[Document extract]

Lorimer Wilson, editor of www.FinancialArticleSummariesToday.com (A site for sore eyes and inquisitive minds) and www.munKNEE.com (Your Key to Making Money!) has edited ([ ]), abridged (…) and reformatted (some sub-titles and bold/italics emphases) the article below for the sake of clarity and brevity to ensure a fast and easy read. The article’s views and conclusions are unaltered and no personal comments have been included to maintain the integrity of the original article. Please note that this paragraph must be included in any article re-posting to avoid copyright infringement.
There are some similarities in the current silver market compared with the 1970s….[as can be seen below when] the silver price chart of January 1978—August 1979 [is compared] to the period from January 2009—present (charts generated at barchart.com). I [have chosen] those timeframes because price broke out of the significant high (for the relevant decade) around those periods. I have drawn a blue line at the level of the relevant significant high.
Note [above] how the run-up to the blue line is visually similar in both cases. After going through the blue line, price rallied significantly until it peaked at point b (in both cases). It then corrected/consolidated forming a flag/pennant type formation.
[Also] note [above] that in the 70s and in the current chart, price corrected to just above the blue line. It does not mean it cannot still move to the blue line, since, to stay valid, it just needs to stay at or above the blue line…Currently, I do not see any evidence that we will still go lower than the $26 level. The comparison suggests that we should now rally towards point d and eventually go higher than point b ($50).

[/Document extract]
[Records supplied]

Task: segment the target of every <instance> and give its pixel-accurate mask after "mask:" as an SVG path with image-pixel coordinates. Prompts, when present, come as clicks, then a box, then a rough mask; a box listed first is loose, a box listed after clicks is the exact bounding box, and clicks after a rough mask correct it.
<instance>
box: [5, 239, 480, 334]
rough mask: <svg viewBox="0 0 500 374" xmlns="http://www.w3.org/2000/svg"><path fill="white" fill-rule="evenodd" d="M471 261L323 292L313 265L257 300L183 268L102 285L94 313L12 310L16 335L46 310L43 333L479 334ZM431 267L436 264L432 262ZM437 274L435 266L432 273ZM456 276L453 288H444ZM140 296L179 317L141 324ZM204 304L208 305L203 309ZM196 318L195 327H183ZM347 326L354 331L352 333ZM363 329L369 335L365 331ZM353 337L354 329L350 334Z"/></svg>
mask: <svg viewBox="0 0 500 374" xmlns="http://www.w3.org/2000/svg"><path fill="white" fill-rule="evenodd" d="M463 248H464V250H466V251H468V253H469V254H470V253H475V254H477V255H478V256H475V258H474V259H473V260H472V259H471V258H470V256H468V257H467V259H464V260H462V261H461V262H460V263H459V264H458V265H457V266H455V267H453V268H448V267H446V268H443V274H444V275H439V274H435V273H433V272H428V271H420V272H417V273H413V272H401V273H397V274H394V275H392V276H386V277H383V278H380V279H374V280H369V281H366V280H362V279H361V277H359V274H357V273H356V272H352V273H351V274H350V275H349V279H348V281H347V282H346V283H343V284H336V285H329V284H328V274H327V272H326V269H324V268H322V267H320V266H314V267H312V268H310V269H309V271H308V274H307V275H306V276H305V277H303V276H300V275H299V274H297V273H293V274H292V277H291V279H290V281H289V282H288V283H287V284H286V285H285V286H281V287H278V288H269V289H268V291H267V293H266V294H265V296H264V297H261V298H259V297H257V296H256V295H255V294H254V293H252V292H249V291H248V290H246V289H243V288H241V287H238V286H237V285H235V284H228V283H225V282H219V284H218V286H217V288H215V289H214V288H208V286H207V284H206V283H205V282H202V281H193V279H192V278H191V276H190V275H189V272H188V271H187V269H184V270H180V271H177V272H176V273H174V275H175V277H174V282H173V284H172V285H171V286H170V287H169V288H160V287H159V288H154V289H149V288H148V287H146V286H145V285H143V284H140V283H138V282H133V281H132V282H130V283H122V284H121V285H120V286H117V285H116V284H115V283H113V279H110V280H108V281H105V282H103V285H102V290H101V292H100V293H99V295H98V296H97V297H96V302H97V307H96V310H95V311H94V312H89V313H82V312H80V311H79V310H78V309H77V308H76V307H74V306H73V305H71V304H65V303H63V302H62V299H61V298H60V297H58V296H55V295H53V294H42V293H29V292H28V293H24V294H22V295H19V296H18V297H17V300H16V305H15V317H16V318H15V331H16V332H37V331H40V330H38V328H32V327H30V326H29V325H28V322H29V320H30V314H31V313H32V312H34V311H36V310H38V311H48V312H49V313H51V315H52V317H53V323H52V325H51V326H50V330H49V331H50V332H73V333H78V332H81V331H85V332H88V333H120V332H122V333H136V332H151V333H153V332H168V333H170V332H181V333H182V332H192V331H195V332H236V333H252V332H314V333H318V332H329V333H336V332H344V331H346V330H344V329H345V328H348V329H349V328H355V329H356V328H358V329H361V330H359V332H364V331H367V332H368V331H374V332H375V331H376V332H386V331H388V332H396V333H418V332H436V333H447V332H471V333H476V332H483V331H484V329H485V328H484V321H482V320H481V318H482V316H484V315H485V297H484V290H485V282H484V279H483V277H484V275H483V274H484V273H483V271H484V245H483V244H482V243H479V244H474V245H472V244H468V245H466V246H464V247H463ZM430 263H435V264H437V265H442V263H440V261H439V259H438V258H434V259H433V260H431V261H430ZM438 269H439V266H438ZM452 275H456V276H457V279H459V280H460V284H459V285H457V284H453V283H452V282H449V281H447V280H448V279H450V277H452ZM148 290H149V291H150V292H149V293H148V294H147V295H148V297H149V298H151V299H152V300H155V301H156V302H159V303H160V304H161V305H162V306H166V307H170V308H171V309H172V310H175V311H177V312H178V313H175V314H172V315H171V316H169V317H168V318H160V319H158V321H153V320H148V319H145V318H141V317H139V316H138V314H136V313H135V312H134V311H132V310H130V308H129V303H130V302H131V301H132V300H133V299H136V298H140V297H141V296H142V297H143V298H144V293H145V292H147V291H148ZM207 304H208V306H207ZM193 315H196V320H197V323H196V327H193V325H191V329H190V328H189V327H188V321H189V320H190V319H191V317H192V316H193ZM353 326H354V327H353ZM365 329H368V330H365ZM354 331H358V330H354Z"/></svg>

[/Records supplied]

Requirement: Extend the article comparing the current silver market with that of the 1970s, beginning directly after its final sentence.

Output of the exercise:
The flag pattern forming currently is significantly bigger (in price movement) relative to that of the 1970s. This is possibly indicating that this fractal pattern is growing significantly, which could mean, going forward, bigger price increases relative to the price increases of the 1970s.
The move from point a to point b, on the bottom chart, was remarkable. It took silver from about $17.50 to about $50, a 185% increase. Compare that to the 1970s move of 33.33% (from about $6 to $8). To me, this signals that silver has changed gears (big-time) relative to the 1970s.
Below is a graphic that compares the gold chart [top] from 2007 to today, to the silver chart [bottom] from 2008 to 2010 in which I have highlighted how similar patterns exist on both charts. On both charts are ascending triangles out of which price broke out to the upside. After the breakout, price increased significantly from where both formed a consolidation pattern.
The ascending triangle for silver (roughly 30 months) is much bigger than that of gold (roughly 19 months) [while] the consolidation patterns for both charts took roughly the same amount of time to form, relative to their ascending triangles (about half the time of the triangles). Based on this comparison, it would seem that silverwas at point 0 on 29 December 2011, and it is now busy making its way toward the blue line and will eventually pass the $50 level, just like the comparison to the 70s chart suggest.
Also, if you compare the price movement for silver after it broke out of the triangle to that of gold’s movement, you will notice that there is a huge difference. Gold moved from about $1000 to $1227 (a 22.7% increase), whereas silver moved from about $21 to about $50 (a 138% increase). This, to me, says that there is a massive amount of energy underlying the silver market, and when it is ready to unleash, we will see price/value increases that will stun even the most ardent silverbugs.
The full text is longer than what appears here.